• _Task prompt_
Give an exact reproduction of the lines from the one with "of the hillside" to the final line of the entries below, both ends included, and omit the pictures.

BEGIN

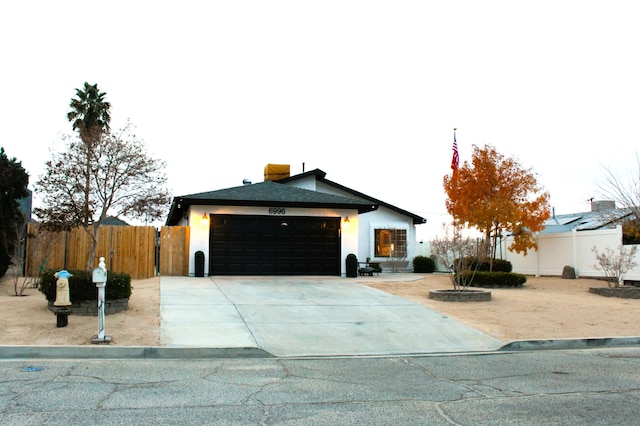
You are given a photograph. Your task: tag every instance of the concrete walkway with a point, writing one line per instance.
(306, 316)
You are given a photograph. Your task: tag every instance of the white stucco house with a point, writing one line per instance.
(292, 225)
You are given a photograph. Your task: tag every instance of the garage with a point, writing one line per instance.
(274, 245)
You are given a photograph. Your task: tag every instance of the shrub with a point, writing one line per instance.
(497, 279)
(424, 264)
(499, 265)
(82, 288)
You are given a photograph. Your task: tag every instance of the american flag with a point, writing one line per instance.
(456, 159)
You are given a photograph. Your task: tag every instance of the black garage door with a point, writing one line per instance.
(274, 245)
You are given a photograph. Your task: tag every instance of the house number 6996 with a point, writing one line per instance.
(277, 210)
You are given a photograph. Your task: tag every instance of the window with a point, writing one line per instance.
(390, 243)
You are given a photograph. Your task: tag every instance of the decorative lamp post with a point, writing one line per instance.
(100, 280)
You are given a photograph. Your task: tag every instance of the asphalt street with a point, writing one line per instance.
(585, 387)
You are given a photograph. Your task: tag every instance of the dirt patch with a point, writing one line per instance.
(544, 308)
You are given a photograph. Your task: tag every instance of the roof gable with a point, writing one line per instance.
(266, 193)
(320, 176)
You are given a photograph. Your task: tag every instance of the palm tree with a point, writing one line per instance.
(90, 116)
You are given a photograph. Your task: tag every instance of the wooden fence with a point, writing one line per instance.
(136, 250)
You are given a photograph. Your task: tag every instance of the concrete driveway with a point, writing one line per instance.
(307, 316)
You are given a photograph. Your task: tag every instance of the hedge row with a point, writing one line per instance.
(495, 279)
(499, 265)
(82, 288)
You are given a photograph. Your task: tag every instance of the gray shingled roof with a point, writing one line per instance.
(265, 194)
(585, 221)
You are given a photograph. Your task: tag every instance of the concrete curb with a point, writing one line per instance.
(127, 352)
(170, 352)
(564, 344)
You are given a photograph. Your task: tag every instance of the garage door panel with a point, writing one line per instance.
(262, 245)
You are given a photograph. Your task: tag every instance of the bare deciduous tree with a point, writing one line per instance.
(124, 181)
(454, 251)
(615, 264)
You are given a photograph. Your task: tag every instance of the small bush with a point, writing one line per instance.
(496, 279)
(82, 288)
(499, 265)
(424, 264)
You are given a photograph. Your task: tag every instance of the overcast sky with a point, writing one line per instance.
(368, 91)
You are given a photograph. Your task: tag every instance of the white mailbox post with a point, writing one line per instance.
(99, 278)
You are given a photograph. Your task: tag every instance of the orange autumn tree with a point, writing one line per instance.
(495, 194)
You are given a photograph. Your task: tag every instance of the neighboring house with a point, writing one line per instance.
(297, 225)
(568, 240)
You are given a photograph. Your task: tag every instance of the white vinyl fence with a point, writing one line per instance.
(555, 251)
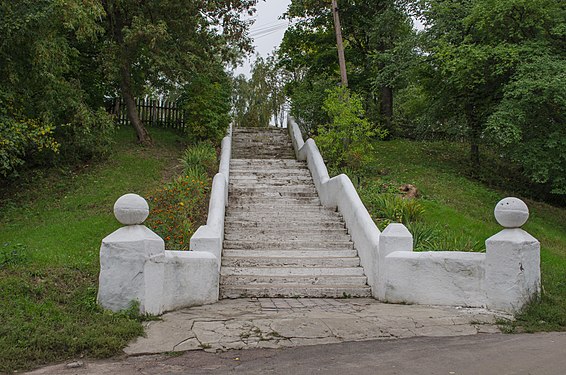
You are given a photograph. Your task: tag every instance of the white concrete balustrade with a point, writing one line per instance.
(136, 267)
(504, 278)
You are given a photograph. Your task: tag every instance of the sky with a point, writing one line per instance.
(267, 31)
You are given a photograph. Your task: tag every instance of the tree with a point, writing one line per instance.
(48, 64)
(260, 99)
(377, 37)
(163, 43)
(497, 67)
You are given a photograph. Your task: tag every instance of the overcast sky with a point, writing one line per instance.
(267, 31)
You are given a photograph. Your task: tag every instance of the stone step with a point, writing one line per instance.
(286, 236)
(249, 200)
(243, 179)
(292, 271)
(312, 243)
(281, 173)
(304, 226)
(280, 195)
(264, 156)
(290, 262)
(303, 253)
(253, 162)
(260, 187)
(294, 280)
(286, 291)
(276, 208)
(315, 230)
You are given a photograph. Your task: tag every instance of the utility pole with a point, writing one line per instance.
(339, 43)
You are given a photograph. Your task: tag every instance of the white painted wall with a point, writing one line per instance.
(339, 192)
(505, 278)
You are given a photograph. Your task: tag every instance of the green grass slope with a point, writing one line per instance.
(50, 234)
(461, 210)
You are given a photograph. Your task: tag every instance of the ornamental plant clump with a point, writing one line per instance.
(178, 209)
(181, 206)
(347, 140)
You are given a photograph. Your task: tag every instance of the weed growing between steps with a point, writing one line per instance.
(181, 206)
(50, 233)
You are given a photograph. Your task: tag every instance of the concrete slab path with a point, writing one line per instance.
(281, 323)
(328, 336)
(525, 354)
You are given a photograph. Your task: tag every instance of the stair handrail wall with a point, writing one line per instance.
(339, 192)
(210, 237)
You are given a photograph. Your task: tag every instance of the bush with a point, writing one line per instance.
(346, 140)
(206, 102)
(181, 206)
(201, 156)
(22, 138)
(178, 210)
(388, 208)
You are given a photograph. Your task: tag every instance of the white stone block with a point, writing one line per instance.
(512, 269)
(191, 279)
(131, 209)
(437, 278)
(396, 237)
(125, 272)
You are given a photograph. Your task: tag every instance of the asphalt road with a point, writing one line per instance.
(533, 354)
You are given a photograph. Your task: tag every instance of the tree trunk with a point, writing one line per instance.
(474, 132)
(386, 106)
(133, 116)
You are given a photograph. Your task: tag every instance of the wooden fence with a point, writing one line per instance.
(152, 112)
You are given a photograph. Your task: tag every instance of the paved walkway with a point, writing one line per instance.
(283, 323)
(526, 354)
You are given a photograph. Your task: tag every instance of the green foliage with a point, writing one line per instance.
(497, 68)
(379, 48)
(206, 103)
(49, 91)
(200, 157)
(345, 141)
(392, 208)
(528, 124)
(19, 139)
(180, 207)
(260, 99)
(51, 228)
(12, 254)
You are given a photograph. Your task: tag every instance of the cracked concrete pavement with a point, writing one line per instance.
(283, 323)
(330, 336)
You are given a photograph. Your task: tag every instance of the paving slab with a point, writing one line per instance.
(282, 323)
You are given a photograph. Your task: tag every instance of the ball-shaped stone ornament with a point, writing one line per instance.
(511, 212)
(131, 209)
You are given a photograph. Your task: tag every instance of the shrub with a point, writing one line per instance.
(20, 139)
(201, 157)
(178, 209)
(346, 140)
(393, 208)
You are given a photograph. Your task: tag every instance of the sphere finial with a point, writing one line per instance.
(511, 212)
(131, 209)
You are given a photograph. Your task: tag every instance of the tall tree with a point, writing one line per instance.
(376, 36)
(163, 43)
(483, 58)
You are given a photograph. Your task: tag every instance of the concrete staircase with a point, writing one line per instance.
(279, 240)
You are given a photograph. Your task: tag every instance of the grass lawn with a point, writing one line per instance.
(50, 234)
(462, 208)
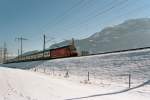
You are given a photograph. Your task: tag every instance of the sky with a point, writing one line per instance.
(62, 19)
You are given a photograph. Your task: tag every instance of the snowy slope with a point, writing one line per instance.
(18, 84)
(114, 67)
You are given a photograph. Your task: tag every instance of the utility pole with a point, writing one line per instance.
(44, 44)
(4, 52)
(21, 39)
(1, 55)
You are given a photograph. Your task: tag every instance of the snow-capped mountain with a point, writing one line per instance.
(129, 34)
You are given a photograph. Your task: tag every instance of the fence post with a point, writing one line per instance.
(88, 76)
(129, 80)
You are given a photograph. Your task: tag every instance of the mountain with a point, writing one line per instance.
(130, 34)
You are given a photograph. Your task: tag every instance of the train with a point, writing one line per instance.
(59, 52)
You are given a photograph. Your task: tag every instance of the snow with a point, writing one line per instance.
(108, 78)
(16, 84)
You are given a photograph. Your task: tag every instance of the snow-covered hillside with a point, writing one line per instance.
(18, 84)
(114, 67)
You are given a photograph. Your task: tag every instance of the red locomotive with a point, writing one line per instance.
(60, 52)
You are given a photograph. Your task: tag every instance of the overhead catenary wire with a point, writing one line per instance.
(63, 15)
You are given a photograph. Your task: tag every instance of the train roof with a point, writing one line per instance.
(66, 46)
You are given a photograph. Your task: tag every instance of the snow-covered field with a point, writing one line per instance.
(16, 84)
(108, 77)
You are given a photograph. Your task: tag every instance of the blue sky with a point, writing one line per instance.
(62, 19)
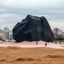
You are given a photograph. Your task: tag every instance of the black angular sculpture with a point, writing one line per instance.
(33, 28)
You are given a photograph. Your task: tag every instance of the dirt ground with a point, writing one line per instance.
(40, 55)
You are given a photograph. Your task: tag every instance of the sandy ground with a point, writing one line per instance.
(31, 53)
(39, 55)
(27, 44)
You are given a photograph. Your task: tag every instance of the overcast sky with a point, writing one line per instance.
(13, 11)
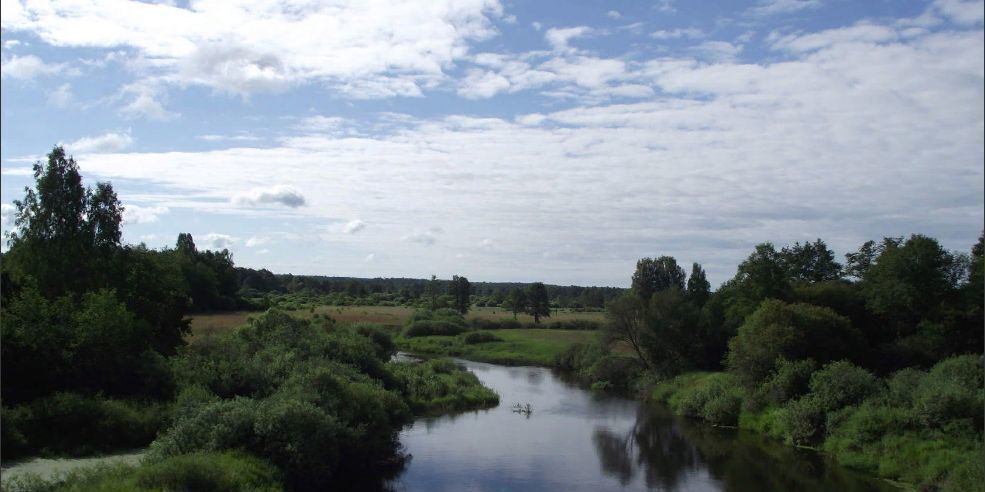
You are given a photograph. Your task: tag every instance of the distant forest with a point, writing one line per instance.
(264, 287)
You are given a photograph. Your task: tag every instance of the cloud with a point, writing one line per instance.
(288, 196)
(560, 37)
(363, 49)
(961, 11)
(146, 101)
(7, 214)
(425, 237)
(108, 142)
(775, 7)
(61, 97)
(726, 154)
(688, 32)
(321, 123)
(257, 241)
(28, 67)
(217, 241)
(353, 226)
(135, 214)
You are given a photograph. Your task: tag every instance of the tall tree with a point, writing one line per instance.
(654, 275)
(810, 262)
(517, 301)
(538, 304)
(460, 290)
(698, 288)
(64, 230)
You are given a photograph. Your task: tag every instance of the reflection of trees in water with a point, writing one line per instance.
(666, 450)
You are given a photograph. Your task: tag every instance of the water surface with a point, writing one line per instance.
(575, 440)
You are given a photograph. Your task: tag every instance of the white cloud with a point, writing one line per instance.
(288, 196)
(257, 241)
(961, 11)
(108, 142)
(146, 101)
(135, 214)
(687, 32)
(774, 7)
(425, 237)
(61, 97)
(321, 123)
(560, 37)
(353, 226)
(217, 241)
(7, 213)
(726, 155)
(365, 49)
(28, 67)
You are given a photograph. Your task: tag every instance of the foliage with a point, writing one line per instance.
(74, 424)
(793, 332)
(538, 304)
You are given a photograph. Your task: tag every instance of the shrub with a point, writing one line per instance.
(230, 471)
(789, 380)
(474, 337)
(840, 384)
(803, 420)
(791, 331)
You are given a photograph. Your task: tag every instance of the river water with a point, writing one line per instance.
(578, 440)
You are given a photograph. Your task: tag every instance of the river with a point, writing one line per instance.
(579, 440)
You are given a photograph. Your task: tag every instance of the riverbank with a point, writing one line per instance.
(523, 347)
(283, 403)
(908, 429)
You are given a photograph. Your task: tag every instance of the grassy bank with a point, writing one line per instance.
(919, 428)
(279, 403)
(537, 347)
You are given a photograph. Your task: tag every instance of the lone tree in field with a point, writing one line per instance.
(460, 290)
(538, 303)
(517, 301)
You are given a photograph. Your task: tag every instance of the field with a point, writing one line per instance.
(205, 324)
(517, 347)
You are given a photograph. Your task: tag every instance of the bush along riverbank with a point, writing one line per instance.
(287, 403)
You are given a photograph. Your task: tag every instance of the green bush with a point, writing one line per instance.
(804, 420)
(79, 425)
(474, 337)
(790, 331)
(789, 380)
(840, 384)
(230, 471)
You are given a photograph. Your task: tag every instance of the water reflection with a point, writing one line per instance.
(578, 440)
(669, 451)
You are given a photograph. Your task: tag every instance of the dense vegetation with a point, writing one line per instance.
(95, 361)
(878, 362)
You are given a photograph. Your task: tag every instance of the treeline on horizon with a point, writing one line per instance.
(877, 361)
(94, 359)
(264, 288)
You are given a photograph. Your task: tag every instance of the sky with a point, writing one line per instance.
(505, 141)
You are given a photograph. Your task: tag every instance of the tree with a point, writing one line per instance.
(538, 304)
(654, 275)
(64, 229)
(627, 316)
(460, 290)
(810, 262)
(793, 332)
(517, 301)
(698, 288)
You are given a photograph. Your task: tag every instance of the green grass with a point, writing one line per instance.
(536, 347)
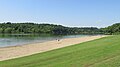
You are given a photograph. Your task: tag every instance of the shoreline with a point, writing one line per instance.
(12, 52)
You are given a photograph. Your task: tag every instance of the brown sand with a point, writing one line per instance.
(25, 50)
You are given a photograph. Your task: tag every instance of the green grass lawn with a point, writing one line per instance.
(104, 52)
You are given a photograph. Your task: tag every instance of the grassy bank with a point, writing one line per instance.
(104, 52)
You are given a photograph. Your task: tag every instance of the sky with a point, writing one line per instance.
(80, 13)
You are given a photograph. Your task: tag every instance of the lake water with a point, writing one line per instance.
(18, 39)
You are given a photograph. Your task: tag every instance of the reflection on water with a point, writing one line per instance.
(20, 39)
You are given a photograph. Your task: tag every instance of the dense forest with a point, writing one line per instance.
(23, 28)
(113, 29)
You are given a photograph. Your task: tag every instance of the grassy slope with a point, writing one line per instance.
(104, 52)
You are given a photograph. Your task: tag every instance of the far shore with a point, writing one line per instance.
(33, 48)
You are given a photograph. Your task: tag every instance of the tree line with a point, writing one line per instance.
(23, 28)
(113, 29)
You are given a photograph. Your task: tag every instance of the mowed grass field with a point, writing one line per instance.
(104, 52)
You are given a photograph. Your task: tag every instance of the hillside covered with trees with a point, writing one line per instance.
(23, 28)
(113, 29)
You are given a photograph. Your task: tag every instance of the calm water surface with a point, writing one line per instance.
(20, 39)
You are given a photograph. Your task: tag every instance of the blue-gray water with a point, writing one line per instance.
(18, 39)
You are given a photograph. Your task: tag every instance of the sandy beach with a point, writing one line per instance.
(25, 50)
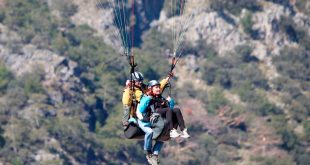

END

• _Written response_
You are given a photograph. Your task: tag every instance of the hillside covered with trees with a point, writing one line per instance.
(23, 28)
(113, 29)
You are given a photograph. Your task: tag every instance of the calm water surface with a point, writing one line per instance.
(20, 39)
You are given a photograph. Your task: tag every instance of the blue-gray water with a point, writing one line per instance.
(18, 39)
You are given a photograph. Your task: tag every instance of the sandy beach with a point, writing one line per instance.
(25, 50)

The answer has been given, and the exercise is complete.